*** EXERCISE INPUTS ***

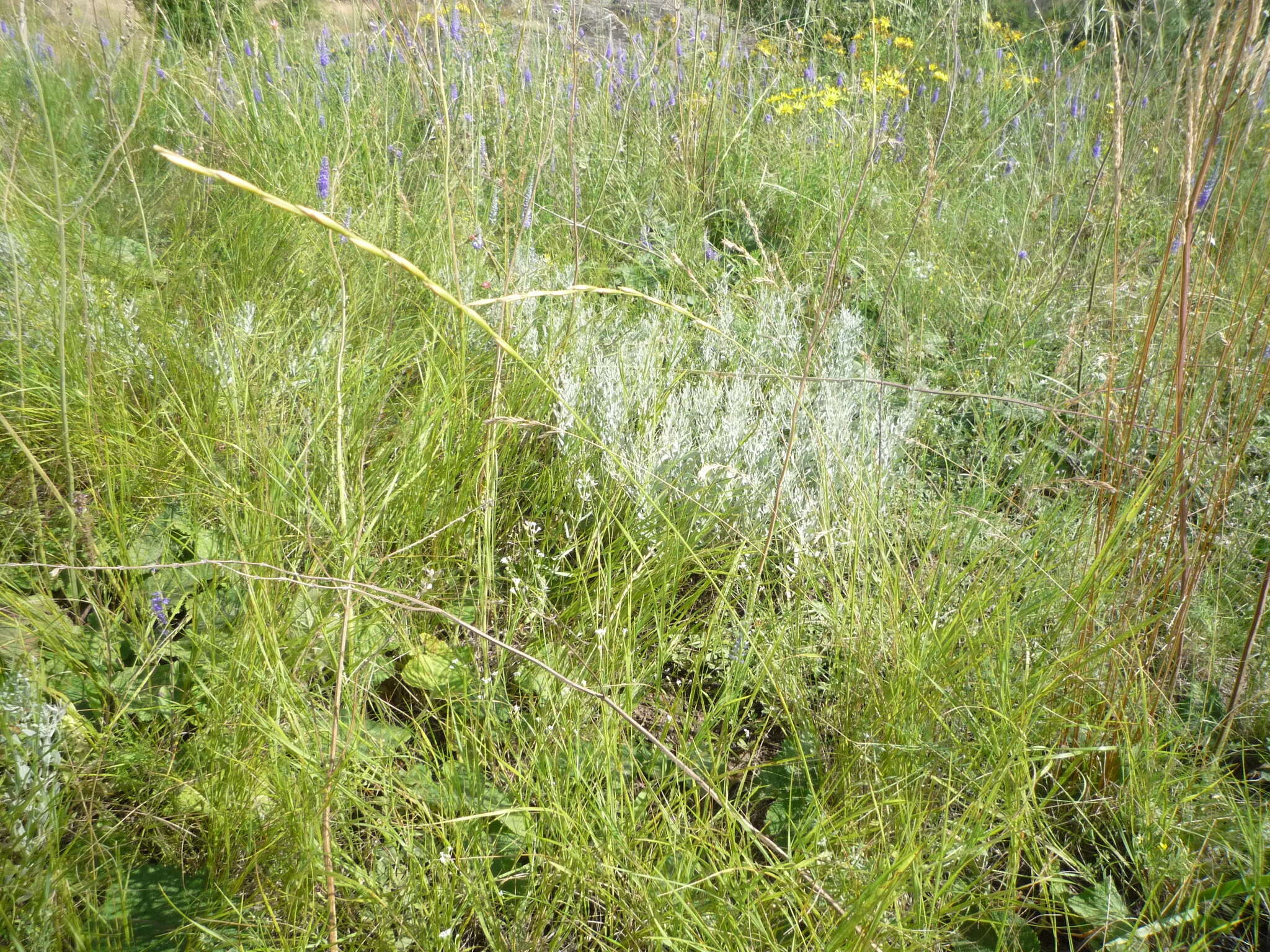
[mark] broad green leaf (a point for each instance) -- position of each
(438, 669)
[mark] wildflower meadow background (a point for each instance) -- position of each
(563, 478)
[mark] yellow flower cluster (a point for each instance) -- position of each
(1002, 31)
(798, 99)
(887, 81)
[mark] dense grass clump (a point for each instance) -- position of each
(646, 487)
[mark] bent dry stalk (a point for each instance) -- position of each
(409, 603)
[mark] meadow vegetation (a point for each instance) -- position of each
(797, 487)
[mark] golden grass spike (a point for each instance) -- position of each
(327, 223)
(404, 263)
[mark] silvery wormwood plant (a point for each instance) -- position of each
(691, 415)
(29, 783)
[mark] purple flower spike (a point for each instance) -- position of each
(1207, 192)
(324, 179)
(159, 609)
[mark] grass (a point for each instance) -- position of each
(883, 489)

***

__CHALLENGE__.
Copy out every row above word for word, omitting the pictures.

__RESULT OF THE TASK__.
[mark] broad green leaf (a point for each instance) -- position of each
(438, 669)
[mark] wildflower meadow background (a point for each instance) -- position of each
(563, 478)
[mark] yellow flower cluster (a point for each instance) -- position of each
(1002, 31)
(798, 99)
(887, 81)
[mark] dense grass clump (a point for each instance) -- position of each
(646, 487)
[mark] bent dry stalk (a point for each instance) -- position of each
(409, 603)
[mark] meadow vegetation (a point for each instance) -- position of each
(797, 487)
[mark] golden grass spike (a point for each instance) -- position of each
(327, 223)
(404, 263)
[mark] silvery wormwood plant (a point for each instance) -- position of each
(691, 415)
(29, 783)
[mark] purple flower spike (a point for each instance) -- position of each
(1207, 192)
(324, 179)
(159, 609)
[mark] grass (a point for each instance) -- position of each
(883, 489)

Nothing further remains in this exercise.